_What you should do_
Count the lines in the entries below that contain the word "each", and reply with only that number.

Stored dataset items:
━━━━

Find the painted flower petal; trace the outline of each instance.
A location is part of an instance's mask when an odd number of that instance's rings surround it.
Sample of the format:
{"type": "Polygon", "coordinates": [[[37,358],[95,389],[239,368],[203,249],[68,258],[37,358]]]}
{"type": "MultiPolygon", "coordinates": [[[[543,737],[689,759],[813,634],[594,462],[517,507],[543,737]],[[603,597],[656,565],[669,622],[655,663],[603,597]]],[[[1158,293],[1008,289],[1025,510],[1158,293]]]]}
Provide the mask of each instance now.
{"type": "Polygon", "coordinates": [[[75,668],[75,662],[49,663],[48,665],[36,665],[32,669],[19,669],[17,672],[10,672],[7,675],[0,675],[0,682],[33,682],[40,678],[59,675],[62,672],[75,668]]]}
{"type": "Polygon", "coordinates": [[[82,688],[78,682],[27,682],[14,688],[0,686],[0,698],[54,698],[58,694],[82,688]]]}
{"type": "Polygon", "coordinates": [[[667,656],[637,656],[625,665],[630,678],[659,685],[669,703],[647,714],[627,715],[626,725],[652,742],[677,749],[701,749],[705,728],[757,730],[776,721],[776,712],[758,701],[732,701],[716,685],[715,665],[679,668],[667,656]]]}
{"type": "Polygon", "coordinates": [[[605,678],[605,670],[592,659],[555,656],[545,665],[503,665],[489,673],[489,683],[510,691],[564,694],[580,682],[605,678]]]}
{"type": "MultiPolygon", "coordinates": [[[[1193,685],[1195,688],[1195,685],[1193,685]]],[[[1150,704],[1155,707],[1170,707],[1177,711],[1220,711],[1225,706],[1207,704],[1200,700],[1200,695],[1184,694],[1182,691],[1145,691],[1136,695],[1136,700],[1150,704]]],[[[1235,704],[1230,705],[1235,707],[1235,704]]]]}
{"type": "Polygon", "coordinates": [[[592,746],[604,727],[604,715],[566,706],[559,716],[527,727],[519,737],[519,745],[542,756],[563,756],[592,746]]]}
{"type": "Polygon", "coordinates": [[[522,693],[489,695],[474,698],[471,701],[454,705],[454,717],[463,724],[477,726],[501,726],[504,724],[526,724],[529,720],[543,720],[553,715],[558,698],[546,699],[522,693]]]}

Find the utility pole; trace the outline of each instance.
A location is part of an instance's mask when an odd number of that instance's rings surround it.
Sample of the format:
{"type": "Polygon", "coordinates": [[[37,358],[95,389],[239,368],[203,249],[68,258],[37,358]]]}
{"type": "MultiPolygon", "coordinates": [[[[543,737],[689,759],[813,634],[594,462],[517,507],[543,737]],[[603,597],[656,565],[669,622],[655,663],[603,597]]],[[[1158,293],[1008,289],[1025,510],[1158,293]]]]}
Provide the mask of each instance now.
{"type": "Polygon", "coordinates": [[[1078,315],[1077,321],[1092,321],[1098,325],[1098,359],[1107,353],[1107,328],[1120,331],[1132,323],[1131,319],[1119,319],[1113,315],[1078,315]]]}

━━━━

_Solution to this task_
4